**What you need to do:** Pick out every line in the records that contains the string "tree", and copy each one. Matching is case-sensitive.

[Lines of data]
↓↓↓
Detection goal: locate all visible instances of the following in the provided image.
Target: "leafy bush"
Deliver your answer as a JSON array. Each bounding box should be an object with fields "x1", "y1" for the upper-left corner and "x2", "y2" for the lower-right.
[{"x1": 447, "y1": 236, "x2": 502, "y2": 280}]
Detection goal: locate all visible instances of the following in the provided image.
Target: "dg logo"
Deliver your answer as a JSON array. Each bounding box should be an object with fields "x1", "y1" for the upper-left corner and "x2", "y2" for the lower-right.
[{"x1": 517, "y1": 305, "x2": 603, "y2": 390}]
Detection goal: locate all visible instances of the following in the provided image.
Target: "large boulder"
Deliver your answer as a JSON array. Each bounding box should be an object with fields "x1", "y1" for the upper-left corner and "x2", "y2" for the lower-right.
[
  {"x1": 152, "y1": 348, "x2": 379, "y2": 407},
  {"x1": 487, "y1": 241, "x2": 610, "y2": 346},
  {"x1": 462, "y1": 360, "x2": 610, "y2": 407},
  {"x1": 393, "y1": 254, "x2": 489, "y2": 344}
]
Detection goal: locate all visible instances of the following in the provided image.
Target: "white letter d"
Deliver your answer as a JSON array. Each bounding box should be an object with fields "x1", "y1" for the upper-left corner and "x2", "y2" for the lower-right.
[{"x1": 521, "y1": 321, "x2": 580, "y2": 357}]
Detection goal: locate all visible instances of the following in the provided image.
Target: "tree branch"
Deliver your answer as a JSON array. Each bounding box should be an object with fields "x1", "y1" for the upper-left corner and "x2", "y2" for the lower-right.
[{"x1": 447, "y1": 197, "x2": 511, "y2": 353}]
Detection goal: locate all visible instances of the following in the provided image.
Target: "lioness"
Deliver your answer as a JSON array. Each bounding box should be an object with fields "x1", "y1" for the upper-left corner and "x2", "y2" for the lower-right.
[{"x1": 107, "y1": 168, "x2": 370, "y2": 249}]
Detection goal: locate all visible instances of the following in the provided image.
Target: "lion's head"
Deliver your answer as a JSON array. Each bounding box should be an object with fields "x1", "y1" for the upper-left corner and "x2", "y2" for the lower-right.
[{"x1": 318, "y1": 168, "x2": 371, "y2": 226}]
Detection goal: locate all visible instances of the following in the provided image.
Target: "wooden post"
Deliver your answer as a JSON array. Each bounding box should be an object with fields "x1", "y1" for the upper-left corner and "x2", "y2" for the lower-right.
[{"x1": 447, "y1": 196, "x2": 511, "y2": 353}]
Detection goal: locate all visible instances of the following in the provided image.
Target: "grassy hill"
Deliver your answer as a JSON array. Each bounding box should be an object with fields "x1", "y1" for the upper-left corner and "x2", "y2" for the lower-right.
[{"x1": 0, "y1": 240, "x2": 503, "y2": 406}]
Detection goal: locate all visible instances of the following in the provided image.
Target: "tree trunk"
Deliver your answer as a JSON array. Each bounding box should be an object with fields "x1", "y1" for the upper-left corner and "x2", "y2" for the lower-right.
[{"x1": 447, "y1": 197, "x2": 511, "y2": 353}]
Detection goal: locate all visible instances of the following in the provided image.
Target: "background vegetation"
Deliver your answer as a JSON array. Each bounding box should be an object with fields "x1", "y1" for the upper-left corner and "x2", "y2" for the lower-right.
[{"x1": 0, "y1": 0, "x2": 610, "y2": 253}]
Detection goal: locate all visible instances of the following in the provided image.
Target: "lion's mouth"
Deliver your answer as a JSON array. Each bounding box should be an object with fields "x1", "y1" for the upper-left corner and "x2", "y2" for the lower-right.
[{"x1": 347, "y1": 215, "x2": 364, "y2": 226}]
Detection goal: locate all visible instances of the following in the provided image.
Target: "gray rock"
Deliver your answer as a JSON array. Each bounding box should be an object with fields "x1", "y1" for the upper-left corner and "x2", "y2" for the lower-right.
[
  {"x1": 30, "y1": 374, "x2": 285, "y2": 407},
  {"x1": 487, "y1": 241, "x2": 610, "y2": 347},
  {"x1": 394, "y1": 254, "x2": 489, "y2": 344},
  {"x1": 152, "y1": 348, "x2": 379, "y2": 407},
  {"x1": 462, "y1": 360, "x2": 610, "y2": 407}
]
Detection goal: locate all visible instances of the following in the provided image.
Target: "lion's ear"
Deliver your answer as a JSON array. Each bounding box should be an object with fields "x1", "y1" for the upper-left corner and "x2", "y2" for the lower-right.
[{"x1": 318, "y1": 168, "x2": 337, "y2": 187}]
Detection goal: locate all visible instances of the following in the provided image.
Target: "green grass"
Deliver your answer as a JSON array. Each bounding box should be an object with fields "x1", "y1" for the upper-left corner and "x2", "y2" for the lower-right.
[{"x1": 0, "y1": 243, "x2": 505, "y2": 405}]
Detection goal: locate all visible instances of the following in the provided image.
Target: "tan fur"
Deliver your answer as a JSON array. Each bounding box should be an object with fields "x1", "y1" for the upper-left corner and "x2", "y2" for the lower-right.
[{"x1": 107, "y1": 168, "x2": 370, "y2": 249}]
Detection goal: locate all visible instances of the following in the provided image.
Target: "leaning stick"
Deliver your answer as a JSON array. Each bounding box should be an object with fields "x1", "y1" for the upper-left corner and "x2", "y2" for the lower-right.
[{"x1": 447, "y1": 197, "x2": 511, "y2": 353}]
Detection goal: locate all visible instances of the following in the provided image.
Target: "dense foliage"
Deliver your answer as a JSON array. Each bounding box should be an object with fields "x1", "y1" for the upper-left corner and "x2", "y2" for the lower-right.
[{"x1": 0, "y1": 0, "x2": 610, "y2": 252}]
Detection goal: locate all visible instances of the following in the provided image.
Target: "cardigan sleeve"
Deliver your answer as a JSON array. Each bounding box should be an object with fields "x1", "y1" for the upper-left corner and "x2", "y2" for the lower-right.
↑↑↑
**In response:**
Target: "tree branch"
Target: "tree trunk"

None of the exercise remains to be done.